_Page text_.

Unraveling the Mystery: How Supermassive Black Holes Grow so Massive

Supermassive Black Hole Accretion Disk Close Illustration

A Penn State research team has enhanced our understanding of supermassive black hole growth by integrating X-ray data and galaxy formation simulations. Their findings reveal that black hole growth is primarily driven by accretion, with mergers playing a secondary role, especially in the early universe. These insights help explain the rapid growth of black holes during the universe’s younger phases.

Researchers combined X-ray surveys and supercomputer simulations to track 12 billion years of cosmic black-hole growth.

Their findings reveal that black hole growth is primarily driven by accretion, with mergers playing a secondary role, especially in the early universe. These insights help explain the rapid growth of black holes during the universe’s younger phases.

How Do Supermassive Black Holes Get Super Massive?

By combining forefront X-ray observations with state-of-the-art supercomputer simulations of the buildup of galaxies over cosmic history, researchers have provided the best modeling to date of the growth of the supermassive black holes found in the centers of galaxies. Using this hybrid approach, a research team led by Penn State astronomers derived a complete picture of black-hole growth over 12 billion years, from the Universe’s infancy at around 1.8 billion years old to now at 13.8 billion years old.

_What the task asks_.
Continue the article on how supermassive black holes grow, starting right after its last sentence. The data after this point were taken from a separate source.

Region outline entries
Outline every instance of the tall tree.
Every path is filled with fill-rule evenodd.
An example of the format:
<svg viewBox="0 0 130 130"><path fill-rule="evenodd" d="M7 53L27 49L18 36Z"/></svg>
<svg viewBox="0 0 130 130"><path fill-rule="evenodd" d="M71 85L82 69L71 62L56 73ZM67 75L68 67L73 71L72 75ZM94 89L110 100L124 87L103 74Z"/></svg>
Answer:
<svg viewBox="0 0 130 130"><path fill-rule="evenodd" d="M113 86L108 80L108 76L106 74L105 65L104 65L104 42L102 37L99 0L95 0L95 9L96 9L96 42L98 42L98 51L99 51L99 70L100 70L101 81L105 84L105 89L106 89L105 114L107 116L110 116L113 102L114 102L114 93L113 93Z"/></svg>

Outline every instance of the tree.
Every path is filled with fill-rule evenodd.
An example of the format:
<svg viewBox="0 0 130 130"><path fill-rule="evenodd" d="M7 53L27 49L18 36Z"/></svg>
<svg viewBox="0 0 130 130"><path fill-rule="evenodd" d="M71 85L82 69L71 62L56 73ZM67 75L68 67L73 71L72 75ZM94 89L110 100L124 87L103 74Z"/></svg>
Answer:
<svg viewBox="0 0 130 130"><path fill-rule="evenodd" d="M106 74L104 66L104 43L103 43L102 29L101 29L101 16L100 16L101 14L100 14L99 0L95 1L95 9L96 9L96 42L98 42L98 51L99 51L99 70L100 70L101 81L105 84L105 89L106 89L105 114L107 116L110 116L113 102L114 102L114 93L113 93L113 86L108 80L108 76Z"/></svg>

_The output_.
The research comprises two papers, one published in The Astrophysical Journal in April 2024, and one as yet unpublished that will be submitted to the same journal. The results will be presented at the 244th meeting of the American Astronomical Society, held June 9 through June 13 at the Monona Terrace Convention Center in Madison, Wisconsin. The results were featured during a press conference that was live-streamed and is available to view now:

Mechanisms of Supermassive Black Hole Growth

“Supermassive black holes in galaxy centers have millions-to-billions of times the mass of the Sun,” said Fan Zou, a graduate student at Penn State and first author of the papers. “How do they become such monsters? This is a question that astronomers have been studying for decades, but it has been difficult to track all the ways black holes can grow reliably.”

Supermassive black holes grow through a combination of two main channels. They consume cold gas from their host galaxy — a process called accretion — and they can merge with other supermassive black holes when galaxies collide.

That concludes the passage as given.